Format the entries below as a two-column CSV with a header row of text,answer, one row per entry covering every entry. Put each entry's wording in the text column and its answer in the answer column, each as a single quoted field with line breaks changed to spaces.

>> START

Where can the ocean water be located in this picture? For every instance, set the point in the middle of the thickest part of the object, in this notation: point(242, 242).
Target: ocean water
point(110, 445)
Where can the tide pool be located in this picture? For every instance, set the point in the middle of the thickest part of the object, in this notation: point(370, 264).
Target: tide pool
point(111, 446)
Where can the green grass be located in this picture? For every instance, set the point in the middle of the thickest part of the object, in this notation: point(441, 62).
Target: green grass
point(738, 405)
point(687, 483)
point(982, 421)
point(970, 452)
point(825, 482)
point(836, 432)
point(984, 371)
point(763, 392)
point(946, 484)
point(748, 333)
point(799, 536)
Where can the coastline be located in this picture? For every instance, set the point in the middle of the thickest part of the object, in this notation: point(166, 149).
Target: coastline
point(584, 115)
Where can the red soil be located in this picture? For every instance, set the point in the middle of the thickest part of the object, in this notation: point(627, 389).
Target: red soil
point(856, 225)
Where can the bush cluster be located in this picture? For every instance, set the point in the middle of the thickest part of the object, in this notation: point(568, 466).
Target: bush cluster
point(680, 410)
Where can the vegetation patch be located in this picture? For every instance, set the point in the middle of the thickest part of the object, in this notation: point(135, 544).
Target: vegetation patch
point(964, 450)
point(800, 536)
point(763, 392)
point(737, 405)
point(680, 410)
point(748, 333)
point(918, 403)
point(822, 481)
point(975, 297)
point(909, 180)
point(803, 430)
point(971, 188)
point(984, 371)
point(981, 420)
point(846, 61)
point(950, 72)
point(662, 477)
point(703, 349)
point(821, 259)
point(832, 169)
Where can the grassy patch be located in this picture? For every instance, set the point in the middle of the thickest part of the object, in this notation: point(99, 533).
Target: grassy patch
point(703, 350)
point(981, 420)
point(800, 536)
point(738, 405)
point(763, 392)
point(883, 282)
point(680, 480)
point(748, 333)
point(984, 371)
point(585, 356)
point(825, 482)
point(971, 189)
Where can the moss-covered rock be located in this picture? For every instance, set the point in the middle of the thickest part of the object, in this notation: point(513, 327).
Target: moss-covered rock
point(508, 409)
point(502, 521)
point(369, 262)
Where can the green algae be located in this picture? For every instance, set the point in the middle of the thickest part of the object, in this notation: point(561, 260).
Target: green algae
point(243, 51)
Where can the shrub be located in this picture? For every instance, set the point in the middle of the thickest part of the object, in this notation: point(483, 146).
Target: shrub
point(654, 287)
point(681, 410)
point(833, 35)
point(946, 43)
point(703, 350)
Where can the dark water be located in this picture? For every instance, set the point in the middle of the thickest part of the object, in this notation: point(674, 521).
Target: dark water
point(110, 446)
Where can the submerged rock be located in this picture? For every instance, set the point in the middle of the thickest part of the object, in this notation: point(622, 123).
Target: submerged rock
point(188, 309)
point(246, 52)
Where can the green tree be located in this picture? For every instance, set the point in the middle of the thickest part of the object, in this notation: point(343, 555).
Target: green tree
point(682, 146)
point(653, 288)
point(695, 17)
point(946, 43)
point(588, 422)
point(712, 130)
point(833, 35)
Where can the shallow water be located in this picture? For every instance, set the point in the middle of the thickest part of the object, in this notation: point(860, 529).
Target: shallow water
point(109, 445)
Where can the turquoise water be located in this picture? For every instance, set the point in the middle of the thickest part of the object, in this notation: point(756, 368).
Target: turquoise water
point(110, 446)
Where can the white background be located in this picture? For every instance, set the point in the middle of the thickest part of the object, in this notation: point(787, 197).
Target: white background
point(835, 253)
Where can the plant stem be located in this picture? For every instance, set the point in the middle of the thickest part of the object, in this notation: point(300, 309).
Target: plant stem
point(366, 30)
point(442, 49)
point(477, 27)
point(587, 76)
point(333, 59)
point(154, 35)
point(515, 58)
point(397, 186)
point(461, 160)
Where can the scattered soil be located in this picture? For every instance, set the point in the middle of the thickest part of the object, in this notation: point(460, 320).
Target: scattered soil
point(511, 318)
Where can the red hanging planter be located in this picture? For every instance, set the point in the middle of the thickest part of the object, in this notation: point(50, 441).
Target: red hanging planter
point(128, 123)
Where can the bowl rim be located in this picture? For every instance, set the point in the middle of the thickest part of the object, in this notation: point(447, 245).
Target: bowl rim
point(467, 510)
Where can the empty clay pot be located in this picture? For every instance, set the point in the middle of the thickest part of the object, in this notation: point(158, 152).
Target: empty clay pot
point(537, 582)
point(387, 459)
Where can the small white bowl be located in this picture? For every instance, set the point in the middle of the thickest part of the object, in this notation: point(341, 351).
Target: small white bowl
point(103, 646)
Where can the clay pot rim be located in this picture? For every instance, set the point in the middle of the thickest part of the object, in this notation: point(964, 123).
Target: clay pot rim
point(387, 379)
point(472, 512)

>> END

Problem solution:
text,answer
"Where can the ocean water be located in this picture? For every instance, set the point in the middle of the thickest part of the object, in this notation: point(242, 242). Target: ocean water","point(110, 445)"
"Where can the tide pool be located in this picture? For every instance, set the point in the middle of the thickest part of the object, in this notation: point(370, 264). Target: tide pool","point(111, 446)"
"Where can the green grass be located in this picture? For every instance, set the point in the middle of the thickest part of the object, in this notation: point(441, 62). Target: green grass","point(738, 405) point(687, 483) point(982, 421) point(970, 452) point(825, 482) point(836, 432) point(984, 371) point(763, 392) point(946, 484) point(748, 333) point(799, 536)"
"Where can the coastline be located in this picture? For every instance, set the point in the middle of the thickest part of the object, in this notation: point(166, 149). Target: coastline","point(584, 115)"
"Where can the red soil be located in this picture? For every instance, set the point in the middle of the thickest part of the object, in this notation: point(627, 389). Target: red soil","point(856, 225)"
"Where can the bush cluster be located in this picture? For every instance, set the point in the middle of the thickest part of the object, in this notation: point(568, 466). Target: bush cluster","point(680, 410)"
"Where can the vegetation patch be located in this picture? For every instance, set the point in the middle of the thickest part of the object, in this notation: point(135, 544). Target: vegetation patch","point(964, 450) point(800, 536) point(763, 392) point(737, 405) point(680, 410) point(748, 333) point(918, 403) point(822, 481) point(975, 297) point(909, 180) point(803, 430) point(971, 188) point(984, 371) point(981, 420) point(846, 61) point(950, 72) point(662, 477) point(703, 349) point(821, 259) point(832, 169)"
"Where can the grassy patch be located in this picture? For every instance, set the point in the middle of the thickest part of the object, in this notation: point(99, 533). Target: grassy patch","point(703, 350) point(981, 420) point(800, 536) point(738, 405) point(763, 392) point(883, 282) point(680, 480) point(748, 333) point(984, 371) point(585, 356) point(825, 482) point(971, 189)"
"Where can the moss-covered rock be located in this picture? For every instance, set the point in the middle of the thickest part of the object, in this notation: point(513, 327). Target: moss-covered rock","point(508, 409) point(502, 521) point(369, 262)"
"Where can the green algae be located in this picture? For every instance, set the point in the middle of the thickest part of the object, in this notation: point(561, 260). Target: green algae","point(243, 51)"
"Where can the shrub be located in this picture? For every instance, set the point in the middle of the thickest part of the object, in this notation: point(483, 146). Target: shrub","point(654, 287) point(681, 410) point(833, 35) point(946, 43) point(703, 350)"
"Where can the dark water be located in this picture? For every instance, set the point in the middle of the thickest part of the object, in this notation: point(674, 521). Target: dark water","point(110, 446)"
"Where can the submerged rock be located in this picture? For every instance, set the point in the middle of the thickest part of the object, in this notation: point(622, 123). Target: submerged rock","point(188, 309) point(246, 52)"
"Where can the green tree be located in this picture? For every instance, set the point in the middle of the thickest part of the object, in this notation: point(343, 555). Target: green tree","point(682, 146) point(653, 288) point(695, 17) point(946, 43) point(588, 422) point(712, 130) point(833, 35)"
"Where can the shallow water be located in this picture? For every instance, set the point in the middle of the thickest part of the object, in this notation: point(860, 529). Target: shallow water","point(109, 445)"
"Where can the turquoise water be located in this picture? For every instance, set the point in the middle of the thickest part of the object, in this notation: point(756, 368). Target: turquoise water","point(110, 446)"
"Where can the white background be located in this picture? For every instance, set the point in the middle of the thickest part of the object, in this notation: point(787, 197). Target: white background","point(835, 253)"
"Where can the plant stem be located in this picture? For every instance, set the point in the middle of the thickest part of the object, in this notation: point(300, 309). Target: plant stem","point(366, 30) point(442, 49) point(477, 27) point(587, 76) point(333, 59) point(154, 35) point(515, 58) point(397, 186) point(461, 160)"
"Where can the scattered soil be located in this picture? For every instance, set the point in the middle of the thickest part of the object, in this notation: point(460, 320). Target: scattered soil","point(511, 318)"
"Where can the red hanging planter be located in this picture? For every instance, set the point in the middle of the thickest part of the object, in this notation: point(50, 441). Target: red hanging planter","point(128, 123)"
"Where can the bowl rim be located in this picture? For every instance, set the point in the middle of the thickest part of the object, in this notation: point(447, 245). Target: bowl rim","point(467, 510)"
"Where can the empty clay pot be located in this picture? For every instance, set the point in the middle of the thickest part of the object, in this notation: point(158, 152). Target: empty clay pot","point(537, 582) point(387, 459)"
"Where can the small white bowl be located in this picture? For every instance, set the point in the middle of the thickest part of the object, in this notation: point(341, 351). Target: small white bowl","point(103, 646)"
"Where can the clay pot rim be located in this picture? For every instance, set the point in the middle of the thickest part of the object, in this notation: point(964, 123). Target: clay pot rim","point(387, 379) point(472, 512)"